What this task involves - Retype, word for word, each line between the lines holding "positive clicks: (723, 395) (694, 240)" and "negative clicks: (604, 211) (677, 103)", inclusive, and leave the rest of the data alone.

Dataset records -
*** Begin section ***
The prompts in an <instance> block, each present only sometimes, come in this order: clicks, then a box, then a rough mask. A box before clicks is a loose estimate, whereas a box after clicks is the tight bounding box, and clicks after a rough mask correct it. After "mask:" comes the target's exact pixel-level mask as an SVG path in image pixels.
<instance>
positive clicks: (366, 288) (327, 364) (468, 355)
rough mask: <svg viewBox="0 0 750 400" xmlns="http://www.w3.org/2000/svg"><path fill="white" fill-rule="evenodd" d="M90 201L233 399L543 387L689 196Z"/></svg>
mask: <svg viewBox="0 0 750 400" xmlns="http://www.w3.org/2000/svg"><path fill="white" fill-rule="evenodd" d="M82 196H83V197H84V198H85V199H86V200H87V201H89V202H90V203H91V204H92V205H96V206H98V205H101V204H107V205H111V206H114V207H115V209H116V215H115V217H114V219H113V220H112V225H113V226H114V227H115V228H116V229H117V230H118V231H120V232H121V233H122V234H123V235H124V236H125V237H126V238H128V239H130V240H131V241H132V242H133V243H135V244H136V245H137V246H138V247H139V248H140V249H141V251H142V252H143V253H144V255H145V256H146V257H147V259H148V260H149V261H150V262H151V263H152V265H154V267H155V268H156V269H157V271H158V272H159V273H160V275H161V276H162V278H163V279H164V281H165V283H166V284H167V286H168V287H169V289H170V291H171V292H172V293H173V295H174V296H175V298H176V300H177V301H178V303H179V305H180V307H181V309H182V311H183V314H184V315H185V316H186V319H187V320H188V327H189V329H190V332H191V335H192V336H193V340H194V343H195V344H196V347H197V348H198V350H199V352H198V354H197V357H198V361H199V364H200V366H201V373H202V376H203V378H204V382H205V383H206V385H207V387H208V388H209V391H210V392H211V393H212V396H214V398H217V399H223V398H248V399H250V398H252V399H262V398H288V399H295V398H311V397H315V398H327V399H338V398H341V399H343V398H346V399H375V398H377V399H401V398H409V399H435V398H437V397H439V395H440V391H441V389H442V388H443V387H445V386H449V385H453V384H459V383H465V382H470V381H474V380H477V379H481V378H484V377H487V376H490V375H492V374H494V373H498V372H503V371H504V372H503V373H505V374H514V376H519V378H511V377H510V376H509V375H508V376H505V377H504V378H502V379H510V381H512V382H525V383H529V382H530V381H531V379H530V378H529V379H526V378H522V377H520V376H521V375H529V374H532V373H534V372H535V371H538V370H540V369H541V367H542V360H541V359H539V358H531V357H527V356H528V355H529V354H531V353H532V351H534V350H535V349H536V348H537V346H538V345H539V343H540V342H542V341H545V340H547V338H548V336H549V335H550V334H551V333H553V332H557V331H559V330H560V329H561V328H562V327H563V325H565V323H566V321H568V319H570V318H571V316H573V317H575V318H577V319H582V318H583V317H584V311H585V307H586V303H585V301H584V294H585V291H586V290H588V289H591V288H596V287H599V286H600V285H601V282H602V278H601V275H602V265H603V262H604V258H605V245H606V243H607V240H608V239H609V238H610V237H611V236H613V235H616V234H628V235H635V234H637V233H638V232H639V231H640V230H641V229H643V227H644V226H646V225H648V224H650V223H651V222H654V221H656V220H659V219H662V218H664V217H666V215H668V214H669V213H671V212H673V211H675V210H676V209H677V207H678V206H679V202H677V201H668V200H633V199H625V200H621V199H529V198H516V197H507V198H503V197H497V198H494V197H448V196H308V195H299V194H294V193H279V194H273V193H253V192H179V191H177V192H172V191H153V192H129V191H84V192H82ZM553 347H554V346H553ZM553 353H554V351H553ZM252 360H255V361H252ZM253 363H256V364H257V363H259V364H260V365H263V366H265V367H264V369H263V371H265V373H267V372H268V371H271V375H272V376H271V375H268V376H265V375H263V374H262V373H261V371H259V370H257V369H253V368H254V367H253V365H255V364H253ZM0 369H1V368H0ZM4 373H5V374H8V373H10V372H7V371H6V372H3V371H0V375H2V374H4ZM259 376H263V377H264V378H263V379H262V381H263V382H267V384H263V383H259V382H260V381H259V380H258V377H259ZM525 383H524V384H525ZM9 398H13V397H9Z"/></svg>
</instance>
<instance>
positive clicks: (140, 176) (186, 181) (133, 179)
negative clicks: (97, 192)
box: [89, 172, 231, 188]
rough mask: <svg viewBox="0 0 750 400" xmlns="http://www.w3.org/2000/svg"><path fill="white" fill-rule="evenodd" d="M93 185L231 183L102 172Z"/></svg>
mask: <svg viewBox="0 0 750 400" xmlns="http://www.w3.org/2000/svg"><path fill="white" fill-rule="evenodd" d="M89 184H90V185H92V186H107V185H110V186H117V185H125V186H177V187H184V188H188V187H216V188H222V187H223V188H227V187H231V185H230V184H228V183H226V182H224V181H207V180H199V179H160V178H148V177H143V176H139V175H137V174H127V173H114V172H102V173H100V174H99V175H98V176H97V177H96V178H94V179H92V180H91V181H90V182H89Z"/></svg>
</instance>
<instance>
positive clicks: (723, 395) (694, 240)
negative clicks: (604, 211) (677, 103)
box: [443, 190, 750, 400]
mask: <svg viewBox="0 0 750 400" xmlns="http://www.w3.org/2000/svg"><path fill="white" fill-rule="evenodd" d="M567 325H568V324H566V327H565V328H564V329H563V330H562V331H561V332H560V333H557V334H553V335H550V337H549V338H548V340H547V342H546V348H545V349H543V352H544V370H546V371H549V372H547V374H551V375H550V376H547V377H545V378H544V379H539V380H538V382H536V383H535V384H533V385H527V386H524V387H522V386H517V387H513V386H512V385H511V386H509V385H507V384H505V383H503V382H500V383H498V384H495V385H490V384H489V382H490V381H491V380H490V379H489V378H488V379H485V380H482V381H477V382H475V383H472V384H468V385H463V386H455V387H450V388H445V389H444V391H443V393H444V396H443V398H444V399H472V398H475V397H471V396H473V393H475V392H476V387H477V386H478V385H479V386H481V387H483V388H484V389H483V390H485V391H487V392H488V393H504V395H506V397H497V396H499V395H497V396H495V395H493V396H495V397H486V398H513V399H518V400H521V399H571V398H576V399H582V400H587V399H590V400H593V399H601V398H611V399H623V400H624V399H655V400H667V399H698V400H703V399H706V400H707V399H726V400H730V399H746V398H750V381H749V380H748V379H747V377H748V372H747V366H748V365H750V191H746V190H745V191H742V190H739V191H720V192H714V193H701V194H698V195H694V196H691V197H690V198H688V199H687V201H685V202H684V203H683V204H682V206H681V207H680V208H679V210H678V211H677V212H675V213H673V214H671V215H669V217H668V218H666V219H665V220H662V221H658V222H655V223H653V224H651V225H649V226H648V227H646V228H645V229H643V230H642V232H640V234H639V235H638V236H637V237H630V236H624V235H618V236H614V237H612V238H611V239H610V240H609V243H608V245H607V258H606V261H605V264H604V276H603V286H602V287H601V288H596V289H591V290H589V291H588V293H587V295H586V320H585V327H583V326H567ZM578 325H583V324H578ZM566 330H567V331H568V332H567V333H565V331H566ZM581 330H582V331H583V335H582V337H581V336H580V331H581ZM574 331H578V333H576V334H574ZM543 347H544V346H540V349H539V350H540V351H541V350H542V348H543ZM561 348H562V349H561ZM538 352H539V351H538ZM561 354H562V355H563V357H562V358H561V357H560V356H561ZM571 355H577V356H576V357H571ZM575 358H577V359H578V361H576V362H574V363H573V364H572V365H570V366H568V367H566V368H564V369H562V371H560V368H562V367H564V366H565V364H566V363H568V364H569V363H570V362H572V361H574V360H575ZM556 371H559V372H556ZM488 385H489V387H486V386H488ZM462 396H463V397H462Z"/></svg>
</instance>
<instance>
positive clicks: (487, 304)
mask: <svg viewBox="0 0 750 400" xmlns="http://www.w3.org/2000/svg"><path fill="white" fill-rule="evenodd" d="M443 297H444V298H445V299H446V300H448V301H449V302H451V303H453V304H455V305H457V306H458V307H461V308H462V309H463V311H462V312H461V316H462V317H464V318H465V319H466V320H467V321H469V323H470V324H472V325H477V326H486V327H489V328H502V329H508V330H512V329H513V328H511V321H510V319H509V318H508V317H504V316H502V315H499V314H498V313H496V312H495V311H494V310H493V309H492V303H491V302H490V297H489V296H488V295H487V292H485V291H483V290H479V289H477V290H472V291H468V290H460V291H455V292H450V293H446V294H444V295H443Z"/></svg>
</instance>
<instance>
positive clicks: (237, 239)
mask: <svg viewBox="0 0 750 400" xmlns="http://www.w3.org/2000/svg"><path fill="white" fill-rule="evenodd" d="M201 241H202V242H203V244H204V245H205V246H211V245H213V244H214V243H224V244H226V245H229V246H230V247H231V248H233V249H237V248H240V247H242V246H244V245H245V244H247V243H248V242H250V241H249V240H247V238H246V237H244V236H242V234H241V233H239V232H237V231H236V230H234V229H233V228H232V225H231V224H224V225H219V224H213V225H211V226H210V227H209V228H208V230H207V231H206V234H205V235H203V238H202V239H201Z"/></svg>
*** End section ***
Your response -
positive clicks: (723, 395) (694, 240)
negative clicks: (604, 211) (677, 103)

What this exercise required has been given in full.